Challenge:
Using the records below, reproduce exactly the lines from the one containing "Identify the wood" through the end, and nothing more; skip the images.

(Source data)
┄┄┄┄┄┄
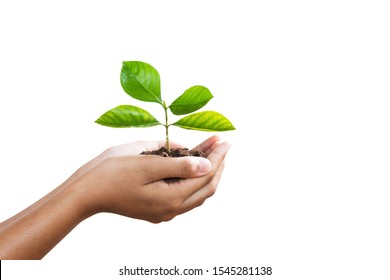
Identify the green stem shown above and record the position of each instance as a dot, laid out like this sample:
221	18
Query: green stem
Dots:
167	145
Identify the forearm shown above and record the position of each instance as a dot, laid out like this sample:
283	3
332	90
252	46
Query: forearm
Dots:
33	234
47	197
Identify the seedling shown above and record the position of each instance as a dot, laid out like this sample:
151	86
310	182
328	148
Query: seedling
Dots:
142	81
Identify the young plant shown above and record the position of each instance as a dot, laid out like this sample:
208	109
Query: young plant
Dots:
141	81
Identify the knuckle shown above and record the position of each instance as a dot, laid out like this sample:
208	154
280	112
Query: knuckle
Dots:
188	168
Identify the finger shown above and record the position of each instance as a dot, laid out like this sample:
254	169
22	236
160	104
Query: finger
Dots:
186	188
199	197
207	144
159	168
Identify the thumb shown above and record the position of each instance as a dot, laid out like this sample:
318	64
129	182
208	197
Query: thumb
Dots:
182	167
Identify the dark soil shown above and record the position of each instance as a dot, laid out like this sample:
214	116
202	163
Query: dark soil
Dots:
177	152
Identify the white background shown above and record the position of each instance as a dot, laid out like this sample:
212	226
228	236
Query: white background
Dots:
306	83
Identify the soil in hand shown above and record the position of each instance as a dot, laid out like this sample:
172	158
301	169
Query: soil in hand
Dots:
177	152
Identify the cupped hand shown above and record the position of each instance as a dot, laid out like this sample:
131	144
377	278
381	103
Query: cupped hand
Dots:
122	181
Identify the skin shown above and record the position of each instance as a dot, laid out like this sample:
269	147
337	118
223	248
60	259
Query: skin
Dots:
118	181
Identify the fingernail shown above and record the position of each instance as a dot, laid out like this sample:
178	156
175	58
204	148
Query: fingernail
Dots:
204	165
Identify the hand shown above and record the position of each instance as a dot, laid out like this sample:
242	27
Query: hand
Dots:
120	181
123	182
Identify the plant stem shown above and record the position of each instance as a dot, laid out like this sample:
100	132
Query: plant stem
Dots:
167	145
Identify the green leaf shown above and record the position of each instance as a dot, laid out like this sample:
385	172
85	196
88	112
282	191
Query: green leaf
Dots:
191	100
206	121
141	81
127	116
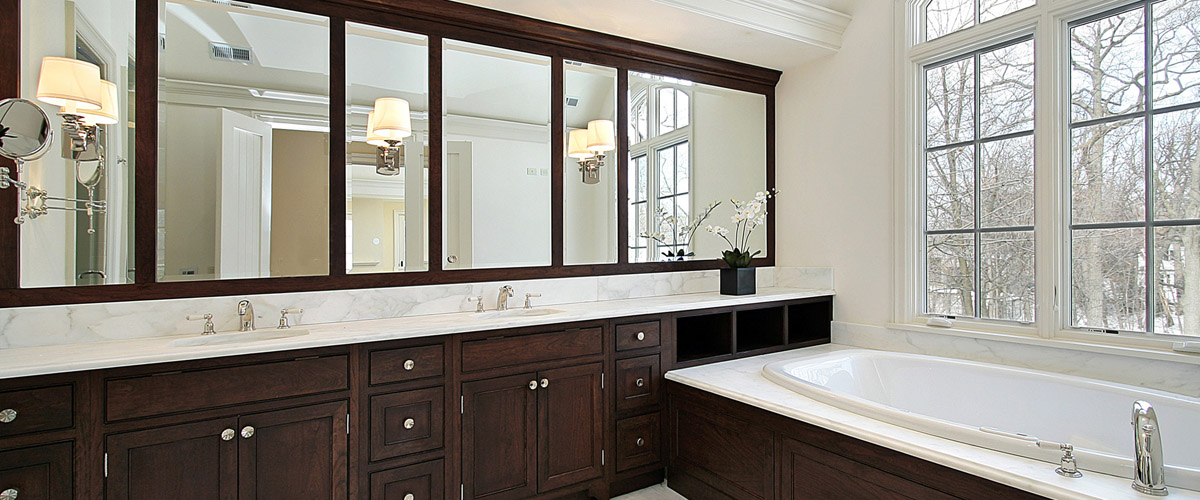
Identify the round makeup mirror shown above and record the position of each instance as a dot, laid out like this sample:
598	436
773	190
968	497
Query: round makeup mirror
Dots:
25	130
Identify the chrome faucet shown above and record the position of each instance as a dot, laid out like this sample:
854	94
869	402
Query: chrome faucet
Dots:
502	301
245	317
1147	445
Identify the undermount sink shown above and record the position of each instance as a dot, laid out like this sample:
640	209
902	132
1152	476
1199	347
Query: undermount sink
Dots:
516	313
237	337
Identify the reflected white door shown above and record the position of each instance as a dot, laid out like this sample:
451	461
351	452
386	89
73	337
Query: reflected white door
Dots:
244	211
457	205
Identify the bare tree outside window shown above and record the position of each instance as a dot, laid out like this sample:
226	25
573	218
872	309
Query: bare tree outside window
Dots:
1135	168
979	184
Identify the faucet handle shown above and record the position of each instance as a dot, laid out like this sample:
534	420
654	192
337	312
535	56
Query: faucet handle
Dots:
208	321
283	317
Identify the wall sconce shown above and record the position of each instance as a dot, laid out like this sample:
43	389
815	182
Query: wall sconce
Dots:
85	103
589	145
388	126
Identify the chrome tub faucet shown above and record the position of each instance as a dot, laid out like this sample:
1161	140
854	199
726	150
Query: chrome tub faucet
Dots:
1147	445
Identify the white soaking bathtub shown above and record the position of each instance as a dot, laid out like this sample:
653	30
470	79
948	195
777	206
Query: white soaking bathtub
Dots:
1001	408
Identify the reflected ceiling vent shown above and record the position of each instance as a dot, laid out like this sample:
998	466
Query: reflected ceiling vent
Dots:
222	52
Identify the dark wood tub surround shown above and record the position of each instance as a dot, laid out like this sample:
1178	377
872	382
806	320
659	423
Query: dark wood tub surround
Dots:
438	19
568	410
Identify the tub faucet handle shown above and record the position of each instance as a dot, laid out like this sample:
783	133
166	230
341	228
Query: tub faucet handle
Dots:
1067	463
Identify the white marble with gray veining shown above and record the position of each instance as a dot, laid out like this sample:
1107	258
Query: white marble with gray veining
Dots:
73	357
1164	375
76	324
742	380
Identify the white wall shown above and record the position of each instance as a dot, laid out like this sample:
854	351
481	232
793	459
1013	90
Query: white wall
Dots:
834	157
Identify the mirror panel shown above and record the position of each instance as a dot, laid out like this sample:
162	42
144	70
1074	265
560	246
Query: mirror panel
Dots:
71	247
589	210
691	145
497	157
243	142
387	202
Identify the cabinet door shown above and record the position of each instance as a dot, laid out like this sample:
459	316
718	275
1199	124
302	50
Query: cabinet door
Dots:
41	473
189	462
570	416
294	453
499	438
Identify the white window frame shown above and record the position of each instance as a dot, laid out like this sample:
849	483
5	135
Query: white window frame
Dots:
1048	24
651	148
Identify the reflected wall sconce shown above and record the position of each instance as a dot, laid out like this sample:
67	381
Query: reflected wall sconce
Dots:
589	145
85	103
388	126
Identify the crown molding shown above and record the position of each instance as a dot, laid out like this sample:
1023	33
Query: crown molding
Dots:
793	19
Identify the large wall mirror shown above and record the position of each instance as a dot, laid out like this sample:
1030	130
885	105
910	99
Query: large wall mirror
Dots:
78	209
388	134
589	176
497	157
244	142
691	146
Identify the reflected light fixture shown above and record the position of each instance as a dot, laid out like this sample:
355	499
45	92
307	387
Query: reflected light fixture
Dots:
388	126
589	145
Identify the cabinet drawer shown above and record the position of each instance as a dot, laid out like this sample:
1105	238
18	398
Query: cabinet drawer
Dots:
637	441
637	381
407	363
36	410
406	422
637	336
421	481
505	351
202	389
40	473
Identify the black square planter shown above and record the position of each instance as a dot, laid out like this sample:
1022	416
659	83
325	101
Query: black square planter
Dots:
738	281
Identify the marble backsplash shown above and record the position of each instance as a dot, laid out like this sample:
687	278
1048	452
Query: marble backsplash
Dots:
1163	375
55	325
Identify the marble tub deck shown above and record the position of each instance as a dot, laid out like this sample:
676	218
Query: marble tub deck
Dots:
742	380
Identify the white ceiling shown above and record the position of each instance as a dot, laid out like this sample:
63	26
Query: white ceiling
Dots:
775	34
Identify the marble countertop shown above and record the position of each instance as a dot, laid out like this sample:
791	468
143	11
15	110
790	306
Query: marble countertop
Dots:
99	355
742	380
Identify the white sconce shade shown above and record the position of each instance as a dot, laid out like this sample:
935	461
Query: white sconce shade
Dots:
107	112
71	84
393	120
601	136
577	144
372	137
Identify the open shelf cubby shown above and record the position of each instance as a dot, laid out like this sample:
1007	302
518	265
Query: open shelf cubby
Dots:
703	336
809	321
760	329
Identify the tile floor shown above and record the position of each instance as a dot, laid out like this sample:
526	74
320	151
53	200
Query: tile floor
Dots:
658	492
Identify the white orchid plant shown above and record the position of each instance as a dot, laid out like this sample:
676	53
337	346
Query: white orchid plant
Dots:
747	217
679	234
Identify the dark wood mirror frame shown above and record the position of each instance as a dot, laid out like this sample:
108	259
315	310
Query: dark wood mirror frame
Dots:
438	19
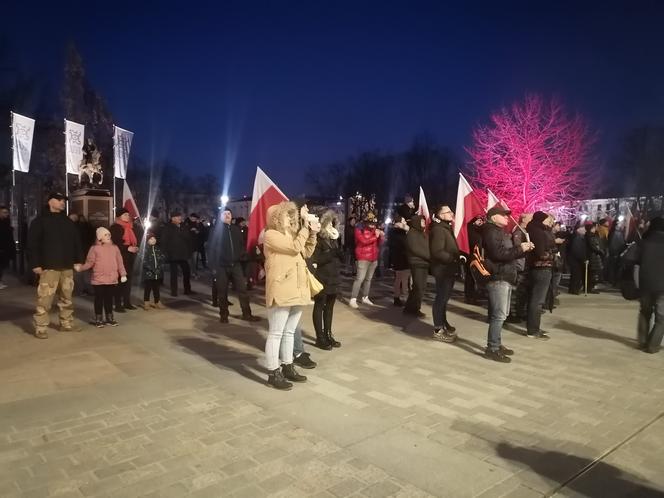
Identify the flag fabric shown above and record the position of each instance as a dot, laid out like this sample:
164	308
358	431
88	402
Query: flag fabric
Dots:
468	207
129	203
492	200
423	209
74	137
121	147
266	194
23	129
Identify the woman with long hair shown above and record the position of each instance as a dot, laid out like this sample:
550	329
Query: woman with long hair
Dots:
286	244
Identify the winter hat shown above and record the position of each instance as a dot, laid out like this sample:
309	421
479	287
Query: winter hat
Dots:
101	231
540	216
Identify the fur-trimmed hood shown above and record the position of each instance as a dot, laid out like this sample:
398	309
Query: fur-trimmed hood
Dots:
275	217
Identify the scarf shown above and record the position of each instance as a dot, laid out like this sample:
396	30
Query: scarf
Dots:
128	237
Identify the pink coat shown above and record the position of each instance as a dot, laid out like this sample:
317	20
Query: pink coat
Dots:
106	263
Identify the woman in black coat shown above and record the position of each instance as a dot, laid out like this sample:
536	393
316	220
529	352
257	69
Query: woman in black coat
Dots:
326	261
595	254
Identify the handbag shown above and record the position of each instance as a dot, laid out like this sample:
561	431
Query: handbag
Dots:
315	287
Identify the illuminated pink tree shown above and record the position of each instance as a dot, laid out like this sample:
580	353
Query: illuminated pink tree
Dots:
533	155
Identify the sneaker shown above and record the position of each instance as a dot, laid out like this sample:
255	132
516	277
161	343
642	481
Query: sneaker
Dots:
276	379
506	351
498	356
291	374
304	361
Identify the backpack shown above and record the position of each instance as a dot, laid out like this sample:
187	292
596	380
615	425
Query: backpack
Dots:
478	269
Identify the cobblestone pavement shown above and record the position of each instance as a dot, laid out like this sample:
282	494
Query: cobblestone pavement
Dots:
172	403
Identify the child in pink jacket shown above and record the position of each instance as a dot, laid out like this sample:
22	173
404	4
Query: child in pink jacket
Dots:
106	262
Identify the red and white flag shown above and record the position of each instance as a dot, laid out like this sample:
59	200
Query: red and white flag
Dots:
266	194
128	202
468	207
423	209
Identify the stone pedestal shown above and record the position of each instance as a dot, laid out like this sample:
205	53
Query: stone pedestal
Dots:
95	205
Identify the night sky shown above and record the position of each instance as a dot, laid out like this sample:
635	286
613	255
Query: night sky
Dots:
289	84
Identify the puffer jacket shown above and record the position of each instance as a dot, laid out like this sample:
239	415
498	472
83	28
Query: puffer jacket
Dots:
286	279
367	244
500	254
444	249
418	244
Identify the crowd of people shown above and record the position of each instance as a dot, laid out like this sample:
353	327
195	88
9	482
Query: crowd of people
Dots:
516	265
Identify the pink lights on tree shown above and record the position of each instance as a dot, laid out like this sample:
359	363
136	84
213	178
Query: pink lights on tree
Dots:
532	155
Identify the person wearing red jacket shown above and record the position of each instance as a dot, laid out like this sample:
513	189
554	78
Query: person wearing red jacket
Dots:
367	243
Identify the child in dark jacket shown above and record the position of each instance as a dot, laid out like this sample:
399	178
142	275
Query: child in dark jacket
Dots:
153	273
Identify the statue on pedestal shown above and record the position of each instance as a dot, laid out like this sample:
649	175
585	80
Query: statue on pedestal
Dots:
90	172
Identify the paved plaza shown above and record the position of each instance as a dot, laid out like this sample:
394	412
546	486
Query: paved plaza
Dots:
171	403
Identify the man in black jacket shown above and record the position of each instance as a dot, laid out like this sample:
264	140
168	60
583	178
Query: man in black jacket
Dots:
231	252
54	252
500	256
418	258
651	284
177	245
444	265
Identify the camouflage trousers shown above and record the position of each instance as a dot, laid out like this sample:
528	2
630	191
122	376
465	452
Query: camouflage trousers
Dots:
52	282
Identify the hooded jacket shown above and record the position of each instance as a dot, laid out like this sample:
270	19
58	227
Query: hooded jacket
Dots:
286	279
418	244
500	254
328	254
443	247
366	244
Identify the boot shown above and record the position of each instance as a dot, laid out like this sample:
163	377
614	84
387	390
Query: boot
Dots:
276	379
291	374
332	341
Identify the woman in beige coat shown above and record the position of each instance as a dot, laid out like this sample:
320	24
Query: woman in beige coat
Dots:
286	286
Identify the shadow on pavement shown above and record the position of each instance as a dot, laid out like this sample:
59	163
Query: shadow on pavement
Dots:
596	334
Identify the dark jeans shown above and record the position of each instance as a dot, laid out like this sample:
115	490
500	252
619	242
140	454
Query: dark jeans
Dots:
151	286
104	298
499	293
519	298
651	303
444	286
539	280
322	315
414	301
186	276
234	274
577	275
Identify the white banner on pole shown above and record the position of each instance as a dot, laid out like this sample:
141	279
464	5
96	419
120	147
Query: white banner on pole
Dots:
121	146
74	137
22	132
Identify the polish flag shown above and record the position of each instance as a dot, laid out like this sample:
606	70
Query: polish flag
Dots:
468	207
266	194
423	209
128	202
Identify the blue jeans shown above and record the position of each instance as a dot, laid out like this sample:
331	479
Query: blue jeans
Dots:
444	286
539	280
499	307
651	303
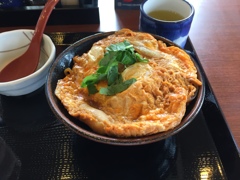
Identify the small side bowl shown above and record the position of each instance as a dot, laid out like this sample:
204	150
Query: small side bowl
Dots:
12	45
64	60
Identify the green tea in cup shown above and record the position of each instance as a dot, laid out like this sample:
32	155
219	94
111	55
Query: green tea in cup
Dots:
166	15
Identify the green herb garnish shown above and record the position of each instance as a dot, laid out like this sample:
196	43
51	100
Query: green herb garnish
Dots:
117	55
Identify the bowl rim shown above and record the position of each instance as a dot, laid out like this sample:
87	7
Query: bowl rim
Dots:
48	40
132	141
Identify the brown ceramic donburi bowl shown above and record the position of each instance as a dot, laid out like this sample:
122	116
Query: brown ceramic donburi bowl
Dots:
64	60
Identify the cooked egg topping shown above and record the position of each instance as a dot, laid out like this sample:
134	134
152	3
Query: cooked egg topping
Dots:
155	102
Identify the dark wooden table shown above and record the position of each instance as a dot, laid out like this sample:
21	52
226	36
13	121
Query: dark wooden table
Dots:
215	34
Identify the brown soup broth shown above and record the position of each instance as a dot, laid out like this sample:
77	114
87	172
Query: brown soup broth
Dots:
166	15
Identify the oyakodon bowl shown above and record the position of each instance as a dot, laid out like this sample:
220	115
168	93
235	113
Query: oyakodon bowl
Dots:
64	60
12	45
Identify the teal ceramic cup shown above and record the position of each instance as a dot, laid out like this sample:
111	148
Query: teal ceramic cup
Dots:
175	30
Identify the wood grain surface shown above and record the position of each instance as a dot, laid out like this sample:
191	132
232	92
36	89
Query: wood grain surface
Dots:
215	34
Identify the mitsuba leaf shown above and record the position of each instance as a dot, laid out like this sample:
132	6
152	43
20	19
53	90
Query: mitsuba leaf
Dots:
120	55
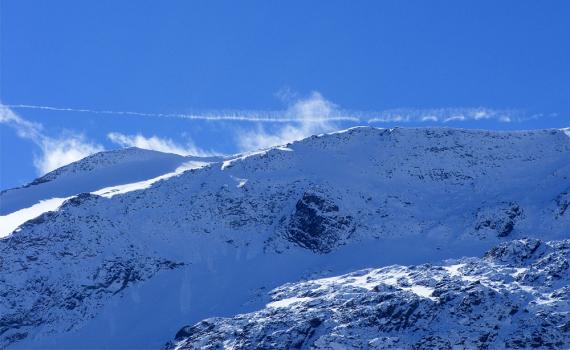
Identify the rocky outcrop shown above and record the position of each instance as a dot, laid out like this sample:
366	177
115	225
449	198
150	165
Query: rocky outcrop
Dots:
317	223
515	297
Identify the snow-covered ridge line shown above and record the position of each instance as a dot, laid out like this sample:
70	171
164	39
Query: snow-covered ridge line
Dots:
210	242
┄┄┄┄┄┄
Response for this exercise:
Identify the wood grain surface shown above and record the position of each instance as a dot, laid out like this sample:
191	132
232	92
36	89
Query: wood grain surface
Dots:
215	34
Identify the mitsuba leaf shown above and record the position of each instance as a dot, laid out like this sample:
132	6
152	43
20	19
53	90
Query: mitsuba leaf
Dots:
120	55
Identify the rocky outcrop shown above and record the position of each instance as a dot, laid out like this sample:
366	177
115	225
449	198
150	165
Query: rocky outcrop
Dots:
317	223
515	297
Identify the snow-covered ridge line shown above and record the position of each instance as a dot, laid out like this sample:
70	171
164	39
Query: snow-covered ridge line
Dots:
210	242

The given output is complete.